Please write out all the records below word for word, leaving the pictures out.

**ENTRIES SHOWN:**

• • • • • • •

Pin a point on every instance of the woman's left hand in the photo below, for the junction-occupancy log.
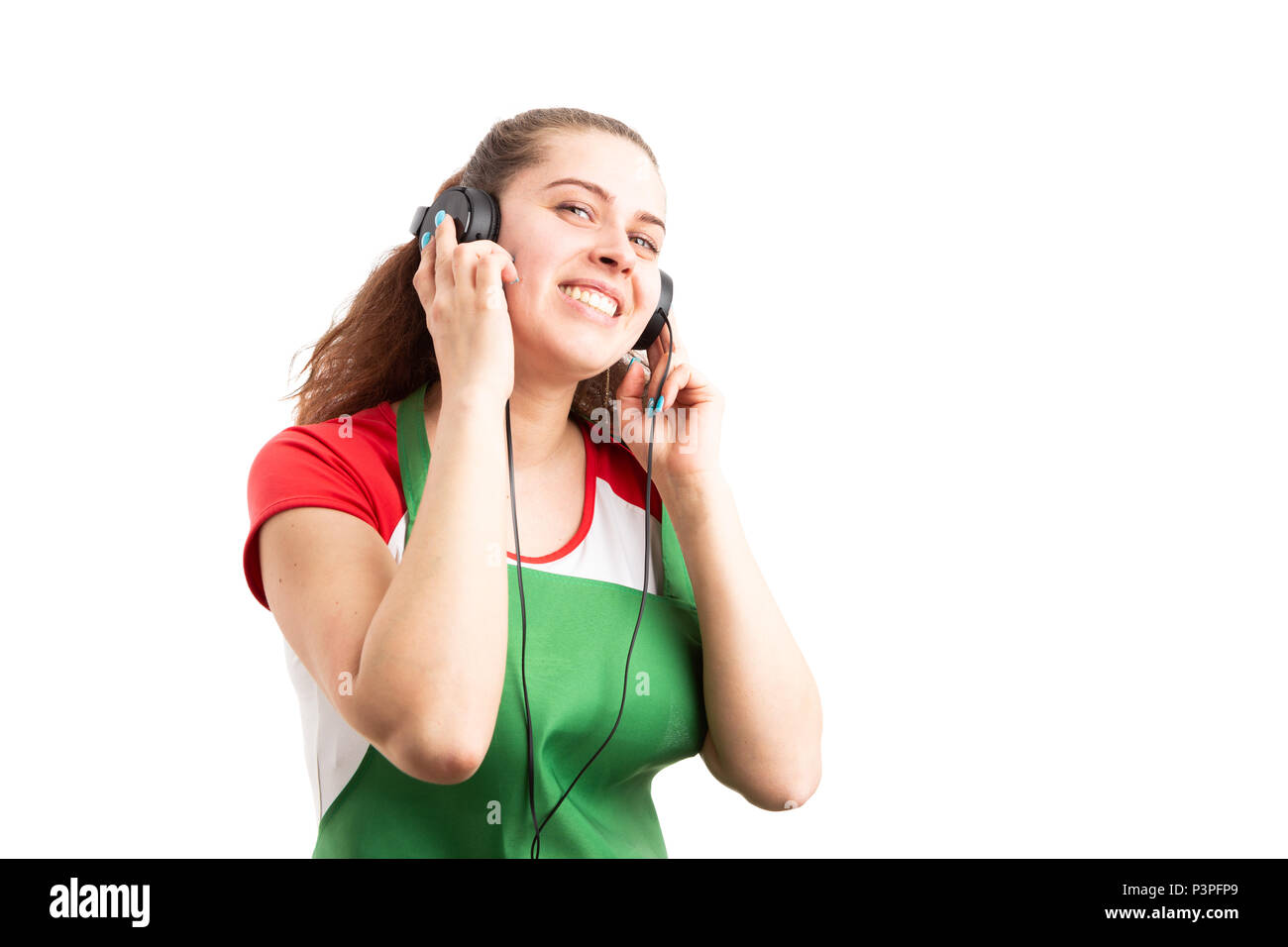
(687, 432)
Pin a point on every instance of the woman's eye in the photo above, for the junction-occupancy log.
(647, 243)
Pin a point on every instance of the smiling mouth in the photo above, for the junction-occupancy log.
(589, 312)
(595, 300)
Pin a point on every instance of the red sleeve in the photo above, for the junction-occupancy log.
(351, 467)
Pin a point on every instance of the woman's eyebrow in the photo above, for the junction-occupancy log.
(604, 196)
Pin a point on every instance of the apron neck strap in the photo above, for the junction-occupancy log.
(412, 451)
(413, 467)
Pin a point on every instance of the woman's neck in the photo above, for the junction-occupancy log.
(540, 428)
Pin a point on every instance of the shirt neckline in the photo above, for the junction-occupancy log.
(588, 504)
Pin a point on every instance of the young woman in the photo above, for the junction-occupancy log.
(432, 671)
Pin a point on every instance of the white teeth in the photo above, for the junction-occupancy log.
(603, 303)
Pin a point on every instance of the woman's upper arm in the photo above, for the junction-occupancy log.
(325, 574)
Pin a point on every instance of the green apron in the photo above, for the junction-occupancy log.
(579, 634)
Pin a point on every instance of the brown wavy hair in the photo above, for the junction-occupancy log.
(381, 348)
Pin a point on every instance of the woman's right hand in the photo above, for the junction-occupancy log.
(467, 313)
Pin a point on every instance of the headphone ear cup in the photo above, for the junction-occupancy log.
(477, 214)
(660, 315)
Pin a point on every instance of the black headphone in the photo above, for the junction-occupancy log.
(478, 217)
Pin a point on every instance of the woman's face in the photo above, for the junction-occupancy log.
(566, 235)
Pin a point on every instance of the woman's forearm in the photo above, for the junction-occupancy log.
(437, 643)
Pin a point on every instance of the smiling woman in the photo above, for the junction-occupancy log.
(394, 579)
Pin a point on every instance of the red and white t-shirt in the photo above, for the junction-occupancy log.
(351, 464)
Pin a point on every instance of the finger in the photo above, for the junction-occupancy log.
(445, 248)
(675, 382)
(668, 364)
(424, 278)
(490, 292)
(657, 357)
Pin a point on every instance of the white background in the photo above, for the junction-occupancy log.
(995, 290)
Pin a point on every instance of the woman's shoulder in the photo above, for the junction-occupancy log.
(361, 447)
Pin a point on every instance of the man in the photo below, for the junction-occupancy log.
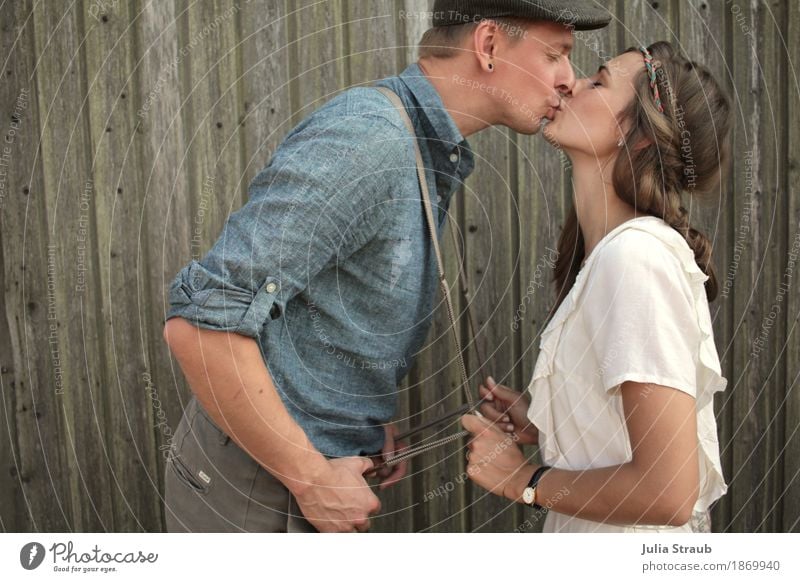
(295, 329)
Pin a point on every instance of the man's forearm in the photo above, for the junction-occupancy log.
(227, 374)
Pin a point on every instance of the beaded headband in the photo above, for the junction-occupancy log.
(651, 72)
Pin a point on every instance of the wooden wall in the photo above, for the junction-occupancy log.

• • • • • • •

**FULL RESPONSE:**
Pin a point on every instance of the woman's left hand in the photo below, for the junction-occupancy log.
(687, 432)
Pin a point on every instance of the woman's eye in the photo above, for the junction-occupancy log.
(647, 243)
Pin a point on every instance of the smiling mouth in the photo above, for the junction-occupancy log.
(589, 312)
(595, 300)
Pin a point on every instance of the red sleeve in the photo above, for the junction-occupancy log.
(351, 467)
Pin a point on every instance of the woman's eyebrow in the photo above, for the junction-occupancy log.
(604, 196)
Pin a point on every instance of the apron neck strap in the photo above, for the junction-occupancy log.
(412, 451)
(413, 467)
Pin a point on every instance of the woman's neck in the photo above, for the junction-occupancy log.
(540, 428)
Pin a point on every instance of the shirt neckline in the photo above, for the junction-occupancy log.
(588, 504)
Pin a point on every instance of the young woman in the photo above, for the junction-occupancy log.
(432, 671)
Pin a point on every instance of the white teeth in the photo above, for the junction-occupancy log.
(603, 303)
Pin a point on every instance of the woman's upper arm in the photo above, for the junction-occupancy log.
(325, 574)
Pin a point on every instance of the green apron in the photo above, for the junction-occupancy log.
(579, 634)
Pin a point on every instance of the brown wavy hair in the photo above, for the junction-occupancy log.
(381, 348)
Pin a point on every instance of the woman's right hand in the photo above, for the junction-occupancy log.
(467, 313)
Pin a point on every instance of the headphone ear cup in the photo above, for the junction-occupancy log.
(477, 214)
(660, 315)
Pin a point on every instance of the black headphone in the photo above, for the junction-occupancy log.
(478, 217)
Pin a point on every instance of the woman's face in the photo above, for the junction-occupancy log.
(566, 235)
Pin a point on every instance of the woman's forearm in the photo above, for the junction-occupancy log.
(437, 643)
Pin a point on every instance of the smiling woman in the photo above, for the junction-occupancy log.
(394, 579)
Pin a point on every instance of the red and white t-shirt in the photo above, for the junction-occupancy log.
(351, 464)
Pin a point on every instance of the finger in the photo above, for the junction-occupancy log.
(445, 248)
(675, 382)
(668, 364)
(424, 278)
(490, 292)
(657, 357)
Pin a point on every instance of the white background in the photo above, for the junction-occupancy log.
(995, 290)
Pin a point on every instance of the woman's shoulder in the photo above, for the junction-occupancy log.
(361, 447)
Pin a point on every instance of the man in the photo below, for the junction-occupancy log.
(295, 329)
Pin a point on every instance of the man's forearm in the photo above, for the junction-occupancy log.
(227, 374)
Pin a point on every instance of the beaded headband in the photo above, for the junction-occupancy log.
(651, 72)
Pin a point on every instance of the wooden wall in the photo above, for the junction-occupancy log.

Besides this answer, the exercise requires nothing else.